EXTRACT PROVIDED:
Housewarming - An Exhibition by Karine Giboulo



Blog 16

Last weekend, I visited Karine Giboulo’s Housewarming exhibition at the Gardiner Museum in Toronto with my husband and our daughter. We were fortunate to get a tour guide to give us deeper information about the art.


Housewarming means you invite family and friends to show them your new home. In Germany, it is customary to bring bread and salt for good fortune for the hosts and their homes. Bread is a staple food, and salt is a formerly expensive mineral used as a preservative.


Karine Giboulo, a sculptor from Montreal, created more than 500 miniature polymer-clay figures during the COVID pandemic. She displays our living conditions during isolation with insecurity about food supplies and the battle against the disease.


The installation at the Gardiner Museum resembles a home inspired by the artist's residence with a kitchen, pantry, living room, bedroom, bathroom, playroom and garden.


In each area, the figures tell stories, some closely related to Karine Giboulo's experiences during physical isolation. The confinement was even worse for her because she had just been diagnosed with a restricting illness. Suffering from mobility loss and pain during sleepless nights caused her to feel like a young person caged in an old body.


The artist portrays the limitations of our daily lives during the pandemic. She also critiques our consumerism, showing the impact of human activity on nature, visible in pollution, destruction of habitats, and climate change. Her observations offer lots of thought-provoking reflections on our actions.


You can visit the Housewarming exhibition until May 7, 2023.

Collected data:
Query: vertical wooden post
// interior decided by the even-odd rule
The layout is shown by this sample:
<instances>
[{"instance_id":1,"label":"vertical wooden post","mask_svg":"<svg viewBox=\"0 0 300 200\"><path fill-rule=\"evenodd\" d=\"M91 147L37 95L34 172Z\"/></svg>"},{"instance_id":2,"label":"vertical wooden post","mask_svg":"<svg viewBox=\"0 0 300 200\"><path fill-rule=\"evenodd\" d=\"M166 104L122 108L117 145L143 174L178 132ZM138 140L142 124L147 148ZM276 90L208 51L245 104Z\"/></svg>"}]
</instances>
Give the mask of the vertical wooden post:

TASKS:
- a) According to the blog post about the Housewarming exhibition, how many miniature figures did Karine Giboulo create during the COVID pandemic?
- b) Repeat the part of the blog post about the Housewarming exhibition between "Housewarming - An" and "against the disease.", inclusive.

ANSWERS TO THIS EXERCISE:
- a) More than 500 miniature polymer-clay figures.

- b)
Housewarming - An Exhibition by Karine Giboulo



Blog 16

Last weekend, I visited Karine Giboulo’s Housewarming exhibition at the Gardiner Museum in Toronto with my husband and our daughter. We were fortunate to get a tour guide to give us deeper information about the art.


Housewarming means you invite family and friends to show them your new home. In Germany, it is customary to bring bread and salt for good fortune for the hosts and their homes. Bread is a staple food, and salt is a formerly expensive mineral used as a preservative.


Karine Giboulo, a sculptor from Montreal, created more than 500 miniature polymer-clay figures during the COVID pandemic. She displays our living conditions during isolation with insecurity about food supplies and the battle against the disease.